» Task goal
Locate "Query: ridge line on dune" in the listing. Transcribe the line that contains it and every line that follows, through the last, omitting all pictures.

» Data

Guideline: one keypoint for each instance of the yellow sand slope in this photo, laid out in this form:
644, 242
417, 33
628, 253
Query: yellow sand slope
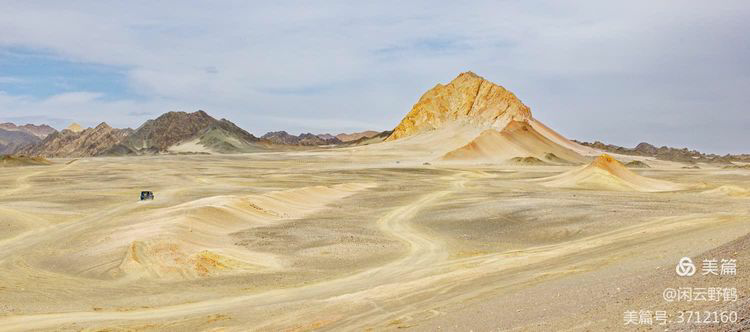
517, 139
606, 173
192, 240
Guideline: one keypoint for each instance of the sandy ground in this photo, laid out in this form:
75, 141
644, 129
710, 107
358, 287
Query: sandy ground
347, 240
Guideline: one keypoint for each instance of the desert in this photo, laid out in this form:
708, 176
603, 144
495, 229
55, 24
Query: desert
470, 215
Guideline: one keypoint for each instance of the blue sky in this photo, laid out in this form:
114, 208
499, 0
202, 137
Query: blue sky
38, 74
669, 72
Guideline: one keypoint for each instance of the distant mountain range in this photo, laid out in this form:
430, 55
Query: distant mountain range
72, 144
172, 132
306, 139
470, 118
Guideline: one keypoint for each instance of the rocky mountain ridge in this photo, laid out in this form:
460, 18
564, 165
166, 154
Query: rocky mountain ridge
71, 144
469, 99
667, 153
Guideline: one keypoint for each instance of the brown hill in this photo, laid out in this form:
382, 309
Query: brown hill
306, 139
517, 139
74, 127
606, 173
68, 143
469, 99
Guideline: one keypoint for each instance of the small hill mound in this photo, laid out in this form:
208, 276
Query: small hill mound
187, 132
527, 161
13, 161
637, 164
728, 190
606, 173
517, 139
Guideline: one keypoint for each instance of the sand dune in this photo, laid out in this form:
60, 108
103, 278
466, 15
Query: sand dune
517, 139
192, 240
606, 173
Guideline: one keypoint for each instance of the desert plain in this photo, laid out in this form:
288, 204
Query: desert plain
355, 238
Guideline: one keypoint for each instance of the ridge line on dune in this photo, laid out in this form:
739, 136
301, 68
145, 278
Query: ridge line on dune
23, 322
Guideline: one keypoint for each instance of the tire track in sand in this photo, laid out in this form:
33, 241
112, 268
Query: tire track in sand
423, 251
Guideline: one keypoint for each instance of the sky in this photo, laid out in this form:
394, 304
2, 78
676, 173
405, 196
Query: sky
673, 73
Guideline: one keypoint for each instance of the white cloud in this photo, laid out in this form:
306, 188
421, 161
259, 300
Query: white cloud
367, 63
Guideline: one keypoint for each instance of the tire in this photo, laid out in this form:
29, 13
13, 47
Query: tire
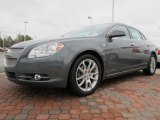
151, 66
84, 81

» Written answer
Query: ridge line on dune
23, 322
Guideline: one keypoint for each instance of the tire track in sand in this photo, laid out in this form:
33, 241
112, 268
Query: tire track in sand
423, 251
Guideline: one keypoint for each instance of the sky in this photo, laid out in this form:
394, 304
2, 78
676, 173
405, 196
Query: sky
673, 73
Guideline: one keypoint for each instance of the white cloud in this photo, laid out in this form:
306, 188
421, 161
259, 300
Query: white cloud
367, 63
Guideline: one keypoint for each instance of the tire in this photo, laid out in this form:
29, 13
13, 47
Query: tire
151, 66
84, 81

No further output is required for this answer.